**Work to do:**
- A) In the car dealer satisfaction article, which brand ranks highest among mass market brands?
- B) Please pick up the car dealer satisfaction article after its final sentence and keep writing it.

-- START Text passage --

JD Power Customer Satisfaction Index: 12% Of Buyers Lost To Crappy Customer Service

The just-released-moments-ago JD Power Customer Satisfaction Index indicates Jaguar, Cadillac, Lexus lead the 2009 pack of brands. Also, 12% of new sales are lost to other brands because of poor customer service at the dealer level. Wait, car dealers suck?

According to J.D. Power and Associates, automakers lose 12% of new sales to other brands because of poor customer treatment. It ain't all bad; overall satisfaction is up because sales people can't afford to be jerks to fewer customers.


Leading brands in terms of overall satisfaction are Jaguar (for the second year in a row), Cadillac, Lexus, Mercedes-Benz and Land Rover. For mass market brands, which don't bring you cappuccino when you come in the door, Mercury leads followed by smart, Buick, and Pontiac. Good news for Ford and GM is all their brands are at or above the industry average. Chrysler brands are below the industry average.

J.D. Power and Associates Reports: Despite Higher Customer Satisfaction with the New-Vehicle Sales Process, Automotive Brands, on Average, are Losing 12 Percent of Buyers to Competitors Due to Poor Customer Treatment

Jaguar Ranks Highest among Luxury Brands in Satisfying Customers with the New-Vehicle Sales Process; Mercury Ranks Highest among Mass Market Brands

WESTLAKE VILLAGE, Calif., Dec. 8 /PRNewswire/ — Overall satisfaction with the new-vehicle purchase experience has improved from 2008, but automakers are losing 12 percent of new-vehicle sales to other brands, on average, as a result of poor customer treatment at dealerships, according to the J.D. Power and Associates 2009 Sales Satisfaction Index (SSI) Study(SM) released today.
The study is a comprehensive analysis of the new-vehicle purchase experience. Overall customer satisfaction is measured for five factors: dealership facility; salesperson; paperwork/finance process; delivery process; and vehicle price.
Overall satisfaction averages 836 points on a 1,000-point scale in 2009, up by 11 points from 2008(1). Satisfaction with each of the five factors improves from 2008, with the greatest improvements in the two areas that are most within the dealer's control—the salesperson and delivery process factors.
In particular, salespeople have improved most notably from 2008 in helping buyers stay within their budgets and in negotiating prices quickly. Within the delivery process, dealerships have improved considerably in providing complete explanations of the owner's manual and explaining vehicle features.
"In this difficult economy, dealerships are working particularly hard to close sales, but need to be attentive to customers without exerting unwanted sales pressure," said Jon Osborn, director of automotive research at 
J.D. Power and Associates. "Nearly one in four buyers in 2009 reports experiencing sales pressure from their selling dealer."
The study finds that more than one in five shoppers who leave a dealership without purchasing a vehicle do so because they experienced poor treatment or dealer performance issues such as pricing games, sales pressure tactics or discourteous treatment. While 43 percent of these buyers ultimately purchased from a different dealer of the same brand, 57 percent decided to purchase from a different brand altogether. For the industry as a whole, this equals a 12 percent loss of retail sales to other brands.

-- END Text passage --
-- START Dataset rows --

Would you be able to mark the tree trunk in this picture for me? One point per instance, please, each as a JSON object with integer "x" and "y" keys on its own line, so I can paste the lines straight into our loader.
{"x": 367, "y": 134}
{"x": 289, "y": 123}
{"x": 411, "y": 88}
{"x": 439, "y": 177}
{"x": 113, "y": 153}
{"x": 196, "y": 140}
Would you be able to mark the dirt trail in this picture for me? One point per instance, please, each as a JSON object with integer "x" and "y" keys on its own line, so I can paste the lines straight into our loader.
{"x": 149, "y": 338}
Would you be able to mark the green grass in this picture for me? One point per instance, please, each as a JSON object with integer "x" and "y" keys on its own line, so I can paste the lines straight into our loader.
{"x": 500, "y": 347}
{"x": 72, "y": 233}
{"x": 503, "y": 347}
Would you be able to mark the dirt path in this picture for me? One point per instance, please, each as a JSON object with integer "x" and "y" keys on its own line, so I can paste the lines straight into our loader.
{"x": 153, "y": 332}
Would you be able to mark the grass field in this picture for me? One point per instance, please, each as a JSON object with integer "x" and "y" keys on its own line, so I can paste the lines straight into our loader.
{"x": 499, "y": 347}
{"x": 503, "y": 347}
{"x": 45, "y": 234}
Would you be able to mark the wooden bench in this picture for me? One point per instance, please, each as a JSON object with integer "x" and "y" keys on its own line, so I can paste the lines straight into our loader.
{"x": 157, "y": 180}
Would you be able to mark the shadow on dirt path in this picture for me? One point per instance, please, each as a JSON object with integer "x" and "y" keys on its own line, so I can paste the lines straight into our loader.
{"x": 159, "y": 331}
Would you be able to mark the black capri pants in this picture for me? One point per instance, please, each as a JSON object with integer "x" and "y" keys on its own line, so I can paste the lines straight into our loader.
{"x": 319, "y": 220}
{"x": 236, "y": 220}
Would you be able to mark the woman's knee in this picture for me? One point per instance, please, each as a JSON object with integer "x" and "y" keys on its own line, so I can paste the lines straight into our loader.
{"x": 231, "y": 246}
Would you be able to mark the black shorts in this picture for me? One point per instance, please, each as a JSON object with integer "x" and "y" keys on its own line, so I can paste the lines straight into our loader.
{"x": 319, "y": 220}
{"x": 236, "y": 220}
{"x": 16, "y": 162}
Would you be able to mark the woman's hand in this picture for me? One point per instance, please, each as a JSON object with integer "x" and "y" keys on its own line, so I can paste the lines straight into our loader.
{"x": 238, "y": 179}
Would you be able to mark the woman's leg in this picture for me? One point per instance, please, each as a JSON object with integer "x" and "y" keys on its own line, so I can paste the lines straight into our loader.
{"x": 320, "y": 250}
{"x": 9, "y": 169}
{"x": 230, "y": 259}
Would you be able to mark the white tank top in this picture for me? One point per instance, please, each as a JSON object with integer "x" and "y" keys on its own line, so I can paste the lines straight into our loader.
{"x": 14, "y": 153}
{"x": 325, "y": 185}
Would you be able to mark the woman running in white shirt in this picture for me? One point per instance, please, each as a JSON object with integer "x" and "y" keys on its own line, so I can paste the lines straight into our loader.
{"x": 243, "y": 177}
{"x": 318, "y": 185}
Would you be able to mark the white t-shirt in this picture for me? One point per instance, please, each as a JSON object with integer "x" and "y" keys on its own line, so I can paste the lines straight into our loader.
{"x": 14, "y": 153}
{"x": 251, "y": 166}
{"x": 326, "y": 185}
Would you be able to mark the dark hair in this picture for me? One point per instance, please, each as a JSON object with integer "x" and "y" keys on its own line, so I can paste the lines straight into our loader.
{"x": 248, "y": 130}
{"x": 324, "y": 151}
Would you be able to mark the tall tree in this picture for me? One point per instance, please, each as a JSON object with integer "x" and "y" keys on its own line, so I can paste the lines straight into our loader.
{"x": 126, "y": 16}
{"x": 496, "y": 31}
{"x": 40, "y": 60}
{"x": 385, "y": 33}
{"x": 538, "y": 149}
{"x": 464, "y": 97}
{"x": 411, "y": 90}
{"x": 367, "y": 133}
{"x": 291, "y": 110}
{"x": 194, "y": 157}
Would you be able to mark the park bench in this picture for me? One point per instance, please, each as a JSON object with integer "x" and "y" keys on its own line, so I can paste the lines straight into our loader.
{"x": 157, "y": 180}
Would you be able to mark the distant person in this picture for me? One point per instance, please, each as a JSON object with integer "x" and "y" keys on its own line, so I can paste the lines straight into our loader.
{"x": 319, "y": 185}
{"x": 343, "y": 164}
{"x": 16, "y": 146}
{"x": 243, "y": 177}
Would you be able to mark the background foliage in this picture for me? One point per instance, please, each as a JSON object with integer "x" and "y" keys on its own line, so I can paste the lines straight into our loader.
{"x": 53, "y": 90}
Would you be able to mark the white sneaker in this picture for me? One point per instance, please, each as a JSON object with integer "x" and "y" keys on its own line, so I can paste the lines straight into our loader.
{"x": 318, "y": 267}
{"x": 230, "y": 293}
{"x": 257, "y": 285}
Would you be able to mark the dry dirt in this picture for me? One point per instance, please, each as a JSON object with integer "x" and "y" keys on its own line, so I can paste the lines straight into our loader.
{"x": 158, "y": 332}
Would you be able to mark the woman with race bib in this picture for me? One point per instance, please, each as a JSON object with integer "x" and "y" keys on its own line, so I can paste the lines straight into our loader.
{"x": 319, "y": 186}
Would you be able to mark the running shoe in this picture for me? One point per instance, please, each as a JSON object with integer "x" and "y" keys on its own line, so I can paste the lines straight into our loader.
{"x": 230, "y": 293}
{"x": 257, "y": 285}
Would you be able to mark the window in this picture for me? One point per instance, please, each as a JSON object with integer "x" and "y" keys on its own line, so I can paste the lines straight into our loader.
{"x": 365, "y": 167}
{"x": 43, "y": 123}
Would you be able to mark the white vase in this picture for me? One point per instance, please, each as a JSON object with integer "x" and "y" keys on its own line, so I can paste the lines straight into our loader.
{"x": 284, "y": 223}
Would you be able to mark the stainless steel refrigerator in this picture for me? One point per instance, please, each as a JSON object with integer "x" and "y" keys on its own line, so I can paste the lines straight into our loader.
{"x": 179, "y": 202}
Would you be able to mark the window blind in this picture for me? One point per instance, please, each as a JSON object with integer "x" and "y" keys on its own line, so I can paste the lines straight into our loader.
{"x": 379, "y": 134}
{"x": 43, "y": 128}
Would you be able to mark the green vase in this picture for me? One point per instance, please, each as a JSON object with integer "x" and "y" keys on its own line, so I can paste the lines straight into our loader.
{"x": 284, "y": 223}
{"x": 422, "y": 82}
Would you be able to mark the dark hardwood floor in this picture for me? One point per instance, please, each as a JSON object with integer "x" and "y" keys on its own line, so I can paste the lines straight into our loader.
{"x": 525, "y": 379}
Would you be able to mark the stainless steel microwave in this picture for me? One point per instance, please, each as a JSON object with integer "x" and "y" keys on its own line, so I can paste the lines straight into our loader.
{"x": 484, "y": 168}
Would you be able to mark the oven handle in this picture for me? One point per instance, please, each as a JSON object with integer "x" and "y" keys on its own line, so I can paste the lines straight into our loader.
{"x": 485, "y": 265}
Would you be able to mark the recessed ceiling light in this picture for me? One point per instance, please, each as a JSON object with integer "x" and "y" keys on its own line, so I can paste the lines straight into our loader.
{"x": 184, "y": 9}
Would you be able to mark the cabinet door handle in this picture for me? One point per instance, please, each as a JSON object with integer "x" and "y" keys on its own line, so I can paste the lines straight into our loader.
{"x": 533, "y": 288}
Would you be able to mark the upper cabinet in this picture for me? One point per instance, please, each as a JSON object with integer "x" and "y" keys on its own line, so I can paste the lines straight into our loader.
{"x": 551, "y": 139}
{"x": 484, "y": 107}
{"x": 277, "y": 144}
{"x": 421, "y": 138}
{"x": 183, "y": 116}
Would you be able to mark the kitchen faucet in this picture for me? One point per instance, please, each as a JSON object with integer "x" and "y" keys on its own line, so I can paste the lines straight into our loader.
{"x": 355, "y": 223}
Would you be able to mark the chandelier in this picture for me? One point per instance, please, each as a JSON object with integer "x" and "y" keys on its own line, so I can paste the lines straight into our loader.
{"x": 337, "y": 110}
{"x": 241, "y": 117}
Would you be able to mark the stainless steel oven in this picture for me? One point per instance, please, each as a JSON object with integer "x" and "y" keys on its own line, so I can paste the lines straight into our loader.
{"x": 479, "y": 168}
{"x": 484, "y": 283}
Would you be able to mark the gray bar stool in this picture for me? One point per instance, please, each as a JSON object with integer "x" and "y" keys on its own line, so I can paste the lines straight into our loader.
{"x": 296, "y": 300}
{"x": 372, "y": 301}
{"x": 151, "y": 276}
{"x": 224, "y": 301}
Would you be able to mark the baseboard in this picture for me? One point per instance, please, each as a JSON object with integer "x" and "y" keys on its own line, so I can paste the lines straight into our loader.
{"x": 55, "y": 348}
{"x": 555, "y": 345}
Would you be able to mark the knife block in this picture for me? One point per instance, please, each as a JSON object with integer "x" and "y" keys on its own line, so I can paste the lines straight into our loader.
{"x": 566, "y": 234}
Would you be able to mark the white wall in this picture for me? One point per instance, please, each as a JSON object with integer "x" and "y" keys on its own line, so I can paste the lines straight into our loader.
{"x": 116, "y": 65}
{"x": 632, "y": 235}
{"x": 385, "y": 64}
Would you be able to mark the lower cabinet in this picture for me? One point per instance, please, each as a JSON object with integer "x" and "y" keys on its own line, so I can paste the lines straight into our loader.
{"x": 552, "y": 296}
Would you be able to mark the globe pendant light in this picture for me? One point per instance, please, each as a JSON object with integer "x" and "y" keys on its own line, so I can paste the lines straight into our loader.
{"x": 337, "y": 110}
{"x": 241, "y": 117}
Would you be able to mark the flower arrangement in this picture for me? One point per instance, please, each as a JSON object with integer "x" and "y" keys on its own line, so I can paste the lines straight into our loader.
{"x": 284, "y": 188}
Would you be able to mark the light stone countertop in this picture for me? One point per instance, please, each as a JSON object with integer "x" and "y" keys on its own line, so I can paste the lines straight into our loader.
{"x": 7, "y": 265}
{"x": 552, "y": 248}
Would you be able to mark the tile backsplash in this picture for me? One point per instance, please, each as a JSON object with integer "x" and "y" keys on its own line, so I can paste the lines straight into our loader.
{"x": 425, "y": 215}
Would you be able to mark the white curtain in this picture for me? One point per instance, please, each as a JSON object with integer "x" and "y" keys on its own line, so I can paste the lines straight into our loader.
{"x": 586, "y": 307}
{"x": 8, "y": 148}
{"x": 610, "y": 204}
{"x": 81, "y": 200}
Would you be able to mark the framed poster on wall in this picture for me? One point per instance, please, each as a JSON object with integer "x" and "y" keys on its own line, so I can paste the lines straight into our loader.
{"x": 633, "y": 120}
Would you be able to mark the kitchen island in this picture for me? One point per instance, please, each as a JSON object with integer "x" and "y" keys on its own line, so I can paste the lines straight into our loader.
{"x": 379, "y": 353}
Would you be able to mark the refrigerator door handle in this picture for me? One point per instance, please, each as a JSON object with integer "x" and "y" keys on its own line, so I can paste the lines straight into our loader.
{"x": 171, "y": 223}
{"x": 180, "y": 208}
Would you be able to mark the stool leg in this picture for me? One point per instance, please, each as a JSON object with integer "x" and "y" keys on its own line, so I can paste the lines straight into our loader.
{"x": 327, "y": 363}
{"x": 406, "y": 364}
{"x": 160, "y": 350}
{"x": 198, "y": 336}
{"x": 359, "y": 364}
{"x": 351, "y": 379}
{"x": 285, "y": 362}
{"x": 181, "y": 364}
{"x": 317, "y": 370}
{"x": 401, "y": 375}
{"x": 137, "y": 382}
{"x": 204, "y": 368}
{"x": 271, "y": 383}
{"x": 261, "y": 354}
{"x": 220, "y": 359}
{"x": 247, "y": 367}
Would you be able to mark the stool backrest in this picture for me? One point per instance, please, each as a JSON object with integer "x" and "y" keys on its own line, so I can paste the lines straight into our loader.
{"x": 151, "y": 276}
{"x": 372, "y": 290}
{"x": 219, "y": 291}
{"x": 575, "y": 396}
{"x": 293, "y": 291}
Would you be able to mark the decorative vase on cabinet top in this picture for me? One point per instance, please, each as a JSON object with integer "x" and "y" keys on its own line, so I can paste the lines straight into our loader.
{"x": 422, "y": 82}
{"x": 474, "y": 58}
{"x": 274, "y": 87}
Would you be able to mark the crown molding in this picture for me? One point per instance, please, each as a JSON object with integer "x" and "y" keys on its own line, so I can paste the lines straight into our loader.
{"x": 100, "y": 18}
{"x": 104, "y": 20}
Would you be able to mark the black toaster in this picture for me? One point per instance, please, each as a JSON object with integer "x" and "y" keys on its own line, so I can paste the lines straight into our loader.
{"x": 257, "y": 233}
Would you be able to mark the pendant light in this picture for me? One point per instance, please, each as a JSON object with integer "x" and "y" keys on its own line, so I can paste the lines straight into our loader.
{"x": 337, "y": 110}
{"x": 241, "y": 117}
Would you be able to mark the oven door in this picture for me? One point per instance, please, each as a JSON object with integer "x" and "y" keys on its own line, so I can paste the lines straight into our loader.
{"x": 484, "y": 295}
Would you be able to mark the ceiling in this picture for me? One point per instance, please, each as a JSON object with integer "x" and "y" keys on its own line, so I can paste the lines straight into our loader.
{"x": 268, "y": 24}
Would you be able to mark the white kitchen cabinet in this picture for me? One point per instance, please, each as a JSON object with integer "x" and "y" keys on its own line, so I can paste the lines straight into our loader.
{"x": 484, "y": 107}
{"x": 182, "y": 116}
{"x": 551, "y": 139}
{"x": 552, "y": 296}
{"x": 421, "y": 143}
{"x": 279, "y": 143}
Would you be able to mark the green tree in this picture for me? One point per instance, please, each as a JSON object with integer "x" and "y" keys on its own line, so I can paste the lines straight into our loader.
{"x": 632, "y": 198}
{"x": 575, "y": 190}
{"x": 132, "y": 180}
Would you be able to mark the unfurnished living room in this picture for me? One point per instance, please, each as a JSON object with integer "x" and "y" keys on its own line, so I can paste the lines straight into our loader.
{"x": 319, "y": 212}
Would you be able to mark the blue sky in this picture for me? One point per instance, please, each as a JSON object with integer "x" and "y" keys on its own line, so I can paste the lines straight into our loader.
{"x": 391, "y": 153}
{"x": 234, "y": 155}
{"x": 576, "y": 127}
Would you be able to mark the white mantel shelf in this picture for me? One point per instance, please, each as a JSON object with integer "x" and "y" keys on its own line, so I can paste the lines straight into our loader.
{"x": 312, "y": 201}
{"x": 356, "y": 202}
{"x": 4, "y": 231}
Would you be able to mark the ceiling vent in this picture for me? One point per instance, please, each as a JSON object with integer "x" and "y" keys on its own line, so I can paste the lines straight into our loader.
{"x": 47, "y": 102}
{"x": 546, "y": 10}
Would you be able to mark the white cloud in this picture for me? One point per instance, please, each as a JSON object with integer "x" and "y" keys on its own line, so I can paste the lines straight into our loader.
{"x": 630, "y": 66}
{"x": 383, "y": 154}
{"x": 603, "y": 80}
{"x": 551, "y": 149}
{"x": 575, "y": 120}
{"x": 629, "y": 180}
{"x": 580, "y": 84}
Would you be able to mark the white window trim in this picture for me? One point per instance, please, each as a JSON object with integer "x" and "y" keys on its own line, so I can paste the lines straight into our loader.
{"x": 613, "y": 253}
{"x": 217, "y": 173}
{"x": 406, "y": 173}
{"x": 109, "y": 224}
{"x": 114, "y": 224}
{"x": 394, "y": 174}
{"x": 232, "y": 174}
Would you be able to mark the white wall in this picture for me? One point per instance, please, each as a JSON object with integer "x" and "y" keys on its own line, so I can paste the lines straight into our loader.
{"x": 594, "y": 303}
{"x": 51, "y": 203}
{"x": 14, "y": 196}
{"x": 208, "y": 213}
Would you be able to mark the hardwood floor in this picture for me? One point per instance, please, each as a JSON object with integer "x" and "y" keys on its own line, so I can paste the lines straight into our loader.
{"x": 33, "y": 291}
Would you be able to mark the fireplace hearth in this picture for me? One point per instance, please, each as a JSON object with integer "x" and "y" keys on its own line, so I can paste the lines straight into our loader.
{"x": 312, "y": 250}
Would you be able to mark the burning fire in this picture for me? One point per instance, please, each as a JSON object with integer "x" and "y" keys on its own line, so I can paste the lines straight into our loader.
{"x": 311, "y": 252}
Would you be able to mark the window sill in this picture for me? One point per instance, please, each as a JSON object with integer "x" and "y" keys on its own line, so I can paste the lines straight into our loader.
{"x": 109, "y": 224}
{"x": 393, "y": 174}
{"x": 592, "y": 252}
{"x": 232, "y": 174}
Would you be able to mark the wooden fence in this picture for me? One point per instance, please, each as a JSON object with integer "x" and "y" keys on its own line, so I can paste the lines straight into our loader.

-- END Dataset rows --

**Replies:**
- A) Mercury

- B)
"With the billions of dollars that automakers spend designing, producing and marketing new vehicles, as well as in driving customers to showrooms, it is critical that potential buyers are not pushed out the dealer's door because of a poor customer experience," said Osborn. "Manufacturers and dealers should be concerned with the experiences of all shoppers, whether they purchase or not. From a buyer's perspective, recollections of their shopping experience include not only the selling dealer, but also all of the other dealers they visited."
Of the 38 brands included in the study, 29 have improved from 2008. Jaguar receives an award for a second consecutive year and ranks highest in 2009 among luxury brands in satisfying buyers with the new-vehicle sales process. Jaguar performs particularly well in the salesperson and paperwork/finance process factors. Following Jaguar in the luxury brands are Cadillac, Lexus and Mercedes-Benz (in a tie) and Land Rover, respectively.
Among mass market brands, Mercury ranks highest and performs particularly well in all five factors. Following in the mass market segment rankings are smart, Buick, Pontiac and Chevrolet, respectively. All seven Ford and GM mass market brands rank above the segment average.
MINI improves by 16 rank positions from 2008 to rank sixth in 2009, and is the most-improved brand this year.
The study findings also include the following key trends:
• On average, new-vehicle buyers shop at fewer than three dealerships, including the dealership from which they ultimately purchased. Nearly one-half (49%) of all new-vehicle buyers visit only their selling dealer during the purchase process. Therefore, dealers should view all shoppers as serious prospects and treat them accordingly.
• Satisfaction scores among buyers who visited only the selling dealer (848, on average) are considerably higher than those of customers who visited more than one dealer (826, on average). Customers who have a particularly satisfying experience at the first dealer they visit are less likely to shop other dealers.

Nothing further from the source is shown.